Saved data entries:
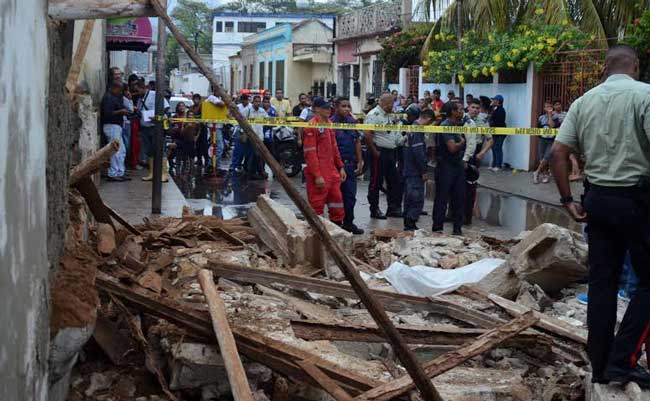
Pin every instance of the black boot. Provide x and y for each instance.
(409, 225)
(377, 214)
(351, 228)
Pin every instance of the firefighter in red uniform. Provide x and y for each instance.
(325, 170)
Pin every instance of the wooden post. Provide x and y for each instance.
(159, 132)
(78, 58)
(374, 307)
(241, 390)
(98, 9)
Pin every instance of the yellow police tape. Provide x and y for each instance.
(428, 129)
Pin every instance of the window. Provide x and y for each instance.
(261, 76)
(250, 27)
(245, 76)
(279, 75)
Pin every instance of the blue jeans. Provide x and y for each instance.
(497, 150)
(113, 132)
(146, 143)
(126, 137)
(629, 279)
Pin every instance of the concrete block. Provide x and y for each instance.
(502, 281)
(551, 257)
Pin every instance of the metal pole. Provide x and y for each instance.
(460, 20)
(159, 132)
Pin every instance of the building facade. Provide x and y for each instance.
(296, 58)
(230, 29)
(358, 34)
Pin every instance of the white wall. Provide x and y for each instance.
(24, 269)
(518, 104)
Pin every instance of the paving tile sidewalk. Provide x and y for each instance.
(520, 184)
(132, 199)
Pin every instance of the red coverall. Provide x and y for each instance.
(323, 160)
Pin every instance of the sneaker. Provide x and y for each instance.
(582, 299)
(352, 228)
(637, 374)
(622, 294)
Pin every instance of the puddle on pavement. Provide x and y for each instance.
(232, 196)
(517, 214)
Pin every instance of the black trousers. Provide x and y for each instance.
(450, 190)
(382, 169)
(616, 222)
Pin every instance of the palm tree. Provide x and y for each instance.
(606, 19)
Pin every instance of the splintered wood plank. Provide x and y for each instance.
(236, 375)
(452, 359)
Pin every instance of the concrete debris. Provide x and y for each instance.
(502, 281)
(551, 257)
(532, 296)
(155, 274)
(292, 240)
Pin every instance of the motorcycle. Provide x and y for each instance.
(286, 150)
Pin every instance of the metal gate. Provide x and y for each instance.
(414, 81)
(377, 70)
(569, 76)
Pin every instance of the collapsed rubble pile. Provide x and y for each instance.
(300, 332)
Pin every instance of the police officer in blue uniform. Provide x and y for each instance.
(415, 169)
(349, 145)
(450, 173)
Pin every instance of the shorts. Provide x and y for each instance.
(545, 146)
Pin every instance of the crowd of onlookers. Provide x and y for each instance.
(394, 162)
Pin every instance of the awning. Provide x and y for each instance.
(128, 34)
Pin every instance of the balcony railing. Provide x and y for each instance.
(303, 49)
(374, 19)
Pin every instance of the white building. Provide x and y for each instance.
(229, 29)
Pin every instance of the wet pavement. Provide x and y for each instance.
(498, 214)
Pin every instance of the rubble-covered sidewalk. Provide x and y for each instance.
(133, 295)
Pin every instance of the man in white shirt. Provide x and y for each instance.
(281, 105)
(147, 108)
(255, 163)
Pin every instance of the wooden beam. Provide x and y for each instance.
(342, 260)
(325, 381)
(78, 58)
(93, 163)
(88, 190)
(99, 9)
(317, 330)
(239, 386)
(391, 301)
(275, 354)
(452, 359)
(546, 322)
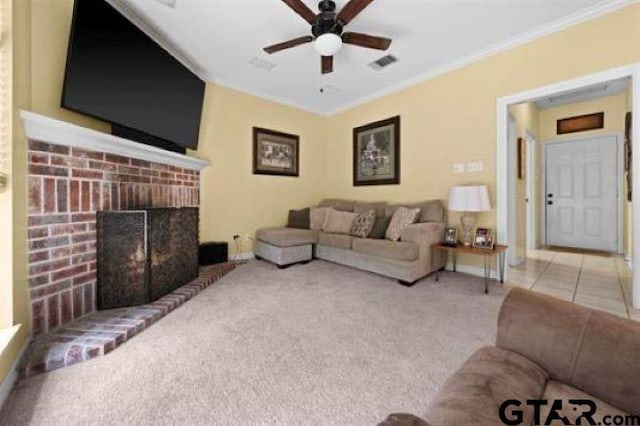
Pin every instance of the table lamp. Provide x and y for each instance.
(468, 199)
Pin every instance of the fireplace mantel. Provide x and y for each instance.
(41, 128)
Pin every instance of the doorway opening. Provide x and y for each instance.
(562, 197)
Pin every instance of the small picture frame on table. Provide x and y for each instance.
(483, 239)
(450, 237)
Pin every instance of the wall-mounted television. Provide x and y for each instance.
(116, 73)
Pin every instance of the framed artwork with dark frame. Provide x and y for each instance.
(628, 155)
(522, 159)
(376, 153)
(275, 153)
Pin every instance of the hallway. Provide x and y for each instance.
(597, 281)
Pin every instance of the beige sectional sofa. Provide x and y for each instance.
(407, 260)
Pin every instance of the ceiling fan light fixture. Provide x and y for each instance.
(328, 44)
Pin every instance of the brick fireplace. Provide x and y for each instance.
(73, 173)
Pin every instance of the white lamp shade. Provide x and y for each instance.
(328, 44)
(469, 199)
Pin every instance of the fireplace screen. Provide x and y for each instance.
(145, 254)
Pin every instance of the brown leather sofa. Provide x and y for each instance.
(546, 349)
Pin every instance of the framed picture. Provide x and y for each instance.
(376, 153)
(450, 236)
(275, 153)
(483, 239)
(580, 123)
(522, 158)
(628, 154)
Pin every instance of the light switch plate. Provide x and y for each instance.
(475, 166)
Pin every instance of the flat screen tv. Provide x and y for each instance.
(118, 74)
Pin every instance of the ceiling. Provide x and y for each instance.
(218, 39)
(588, 93)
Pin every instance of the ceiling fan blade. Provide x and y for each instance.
(366, 40)
(351, 10)
(327, 64)
(288, 44)
(301, 9)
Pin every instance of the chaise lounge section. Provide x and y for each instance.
(407, 260)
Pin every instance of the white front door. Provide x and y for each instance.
(582, 193)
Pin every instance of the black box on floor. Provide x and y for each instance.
(213, 252)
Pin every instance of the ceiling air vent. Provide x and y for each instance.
(168, 3)
(383, 62)
(329, 90)
(262, 64)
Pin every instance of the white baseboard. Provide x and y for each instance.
(10, 380)
(242, 256)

How to complete this task:
If an entry contains an image, print the rest of that entry exactly and leave the image out.

Reply:
Pin every instance of the black boot. Provide x and y for each instance.
(409, 225)
(377, 214)
(351, 228)
Pin every instance of the firefighter in red uniform. Provide x and y for each instance.
(325, 170)
Pin every instance of the wooden post. Provide x and y for each instance.
(159, 132)
(78, 58)
(374, 307)
(241, 390)
(98, 9)
Pin every instance of the yellow police tape. Provide x and y for each instance.
(428, 129)
Pin every instance of the window. Provide x and y for each instance.
(261, 76)
(250, 27)
(245, 76)
(279, 75)
Pin every instance of the blue jeans. Provide x and y for each instance.
(497, 150)
(113, 132)
(146, 143)
(126, 137)
(629, 279)
Pin every instance of the concrete block. Provide x and y for each instance.
(502, 281)
(551, 257)
Pin every instance of the metal pole. Provide x and y for each instance.
(460, 20)
(159, 132)
Pin every instance of the building facade. Provide x and y for each instance.
(296, 58)
(230, 29)
(358, 34)
Pin every instance of the white wall. Provide x and y for each instance.
(24, 269)
(518, 104)
Pin every instance of the paving tile sidewalk. Provide x and y for each instance.
(520, 184)
(132, 199)
Pin every instance of the red coverall. Provide x and y for each instance.
(323, 160)
Pin every instance of the sneaker. Provide x and y for each instance.
(582, 299)
(352, 228)
(637, 374)
(622, 294)
Pin every instance of the puddle on pavement. Provide x and y for each instance.
(232, 196)
(517, 214)
Pin every instance of the black trousers. Provide x and y for each instance.
(450, 190)
(382, 169)
(616, 222)
Pin every instance of the palm tree. Provide x and y for each instance.
(606, 19)
Pin every instance of the splintered wood plank. Provide x and y for each instance.
(236, 375)
(452, 359)
Pin every instance of the concrete debris. Provide x and y for each instance.
(502, 281)
(551, 257)
(532, 296)
(155, 274)
(292, 240)
Pin every instance of the motorcycle. Provide x and y for each instance.
(286, 150)
Pin every instance of the metal gate. Provide x and y for each instance.
(414, 81)
(377, 70)
(569, 76)
Pin every instance of the collapsed rubble pile. Provide x and y for each instance.
(300, 332)
Pin every instance of the police officer in blue uniform. Provide x and y for each instance.
(415, 169)
(349, 145)
(450, 173)
Pin every instance of the shorts. Provide x and y for each instance.
(545, 146)
Pin every instance of the crowd of onlookers. Provide x and y for each instance.
(394, 162)
Pin every instance of the awning. Provide x and y for each instance.
(128, 34)
Pin every instance of the balcony railing. Provide x and y for each instance.
(303, 49)
(374, 19)
Pin every instance of the white building. Provide x and y for each instance.
(229, 29)
Pin every instance of the wet pavement. Provide x and y for each instance.
(498, 214)
Pin every instance of the rubble-covered sidewalk. Provide x and y for each instance.
(133, 295)
Pin every instance of the man in white shirt. Provide x and y for each instance.
(281, 105)
(147, 108)
(255, 163)
Pin every instance of the wooden beam. Provide x and y for each instance.
(342, 260)
(325, 381)
(78, 58)
(93, 163)
(88, 190)
(99, 9)
(317, 330)
(239, 386)
(391, 301)
(275, 354)
(452, 359)
(546, 322)
Pin every instance of the table lamp. Provide x and y for each instance.
(468, 199)
Pin every instance of the fireplace mantel. Provide x and y for each instance.
(41, 128)
Pin every instance of the doorway opening. Provide x and y for each instance.
(562, 197)
Pin every instance of the small picture frame on table. Provide x and y for each instance.
(483, 239)
(450, 237)
Pin every instance of the wall-mounted television. Provide x and y for each instance.
(116, 73)
Pin every instance of the framed artwork with dark frame. Provide x and y for each instance.
(628, 155)
(522, 159)
(376, 153)
(275, 153)
Pin every instance of the hallway. Provide x and y for each instance.
(597, 281)
Pin every instance of the beige sectional sofa. Provide x and y for each instance.
(407, 260)
Pin every instance of the ceiling fan light fixture. Provide x and y for each instance.
(328, 44)
Pin every instance of the brick fireplace. Provide x and y for each instance.
(73, 173)
Pin every instance of the white lamp shade. Provide x and y for each instance.
(328, 44)
(469, 199)
Pin every instance of the fireplace screen. Provide x and y for each instance.
(145, 254)
Pin every instance of the brown leather sofa. Provide x and y for each instance.
(546, 349)
Pin every instance of the framed picture. Provide x and y for each instance.
(376, 153)
(450, 236)
(275, 153)
(483, 239)
(580, 123)
(522, 158)
(628, 154)
Pin every instance of the light switch plate. Provide x and y for each instance.
(475, 166)
Pin every instance of the flat screen tv. Provide x and y for each instance.
(118, 74)
Pin every instance of the ceiling. Provide x and y for each instance.
(218, 39)
(588, 93)
Pin every instance of the ceiling fan blade. Provide x and y for each instance.
(366, 40)
(351, 10)
(327, 64)
(288, 44)
(301, 9)
Pin every instance of the chaise lounge section. Provide x and y for each instance.
(407, 260)
Pin every instance of the white front door. Provide x and y for each instance.
(582, 193)
Pin every instance of the black box on floor. Provide x and y for each instance.
(213, 252)
Pin every instance of the ceiling air vent. Provide x and y for each instance.
(168, 3)
(383, 62)
(329, 90)
(262, 64)
Pin every instance of the white baseboard. Provide x and y for each instance.
(10, 380)
(242, 256)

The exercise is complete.